Problem statement:
Your task is to copy every line of this material exactly.

Extracted records:
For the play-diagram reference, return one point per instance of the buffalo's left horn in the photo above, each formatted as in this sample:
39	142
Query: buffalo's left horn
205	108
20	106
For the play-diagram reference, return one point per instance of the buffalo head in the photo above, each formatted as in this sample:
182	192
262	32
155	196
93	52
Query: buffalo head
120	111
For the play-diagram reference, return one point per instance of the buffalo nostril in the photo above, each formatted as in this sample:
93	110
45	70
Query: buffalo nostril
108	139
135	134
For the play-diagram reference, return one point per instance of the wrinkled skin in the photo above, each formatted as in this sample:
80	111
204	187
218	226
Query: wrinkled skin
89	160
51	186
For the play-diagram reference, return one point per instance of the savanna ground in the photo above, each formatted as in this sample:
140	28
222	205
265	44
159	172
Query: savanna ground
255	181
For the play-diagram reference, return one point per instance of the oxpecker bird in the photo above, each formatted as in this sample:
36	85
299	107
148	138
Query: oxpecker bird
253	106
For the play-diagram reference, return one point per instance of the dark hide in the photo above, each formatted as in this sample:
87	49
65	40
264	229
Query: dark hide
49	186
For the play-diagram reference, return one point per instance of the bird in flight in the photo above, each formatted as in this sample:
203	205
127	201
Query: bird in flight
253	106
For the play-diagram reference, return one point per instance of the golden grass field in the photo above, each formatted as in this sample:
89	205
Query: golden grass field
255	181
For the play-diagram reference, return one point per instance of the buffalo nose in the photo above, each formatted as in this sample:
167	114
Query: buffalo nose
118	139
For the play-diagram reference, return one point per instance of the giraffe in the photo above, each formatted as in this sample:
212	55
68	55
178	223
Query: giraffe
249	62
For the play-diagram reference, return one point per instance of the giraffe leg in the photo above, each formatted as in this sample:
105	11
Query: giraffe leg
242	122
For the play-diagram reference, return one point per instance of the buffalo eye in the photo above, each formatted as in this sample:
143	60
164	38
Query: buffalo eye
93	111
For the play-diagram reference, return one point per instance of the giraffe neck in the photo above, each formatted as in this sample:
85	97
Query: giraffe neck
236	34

Reply:
For the play-diagram reference, return one point per instance of the buffalo's left horn in the photo above, each formatted as in this sample:
39	142
Query: buffalo's left horn
205	108
20	106
For the play-diagram reference, return one point per instance of the buffalo head in the photo above, each formatted as in this sample:
182	192
262	32
155	196
93	52
Query: buffalo head
120	111
For the play-diagram reference, return one point per instance of the buffalo nostril in the photo above, each formatted as in this sample:
93	110
45	70
Query: buffalo nostril
108	139
135	134
For the play-diagram reference, return one point per instance of the wrinkled skin in the photo above, each formatted as in this sample:
80	111
204	187
218	226
Query: wrinkled skin
89	160
51	186
For the play-diagram reference, return one point per instance of the savanna ground in the photo above, each formatted as in this sample:
140	28
222	205
265	44
159	172
Query: savanna ground
255	181
For the play-diagram reference, return one point per instance of the oxpecker bird in the photo above, each formatted as in this sample:
36	85
299	107
148	138
Query: oxpecker bird
253	106
For the play-diagram reference, return one point per instance of the dark hide in the photo above, each formatted as in this sample:
87	49
65	40
264	229
Query: dark hide
49	186
For the play-diagram reference, return one point per instance of the bird in flight in the photo above, each formatted as in this sample:
203	205
127	201
Query: bird in flight
253	106
For the play-diagram reference, return one point per instance of the golden grass field in the photo above, each formatted as in this sample:
89	205
Query: golden grass field
255	181
For the play-diagram reference, return one point per instance of the buffalo nose in the photo above, each formatted as in this sample:
167	114
Query: buffalo nose
118	139
For the play-diagram reference, return one point per instance of the giraffe in the photo above, each formatted as in this sample:
212	55
68	55
178	223
Query: giraffe
249	62
For the play-diagram reference, return one point per instance of the giraffe leg in the photo above, each formatted as in this sample:
105	11
Query: giraffe leg
242	122
For the play-diagram reference, return one point per instance of the buffalo eye in the photo above, each formatted as in this sample:
143	60
164	38
Query: buffalo eye
93	111
For the play-diagram reference, return one point per instance of the giraffe neck in the photo above, each formatted as in this sample:
85	97
Query: giraffe neck
236	34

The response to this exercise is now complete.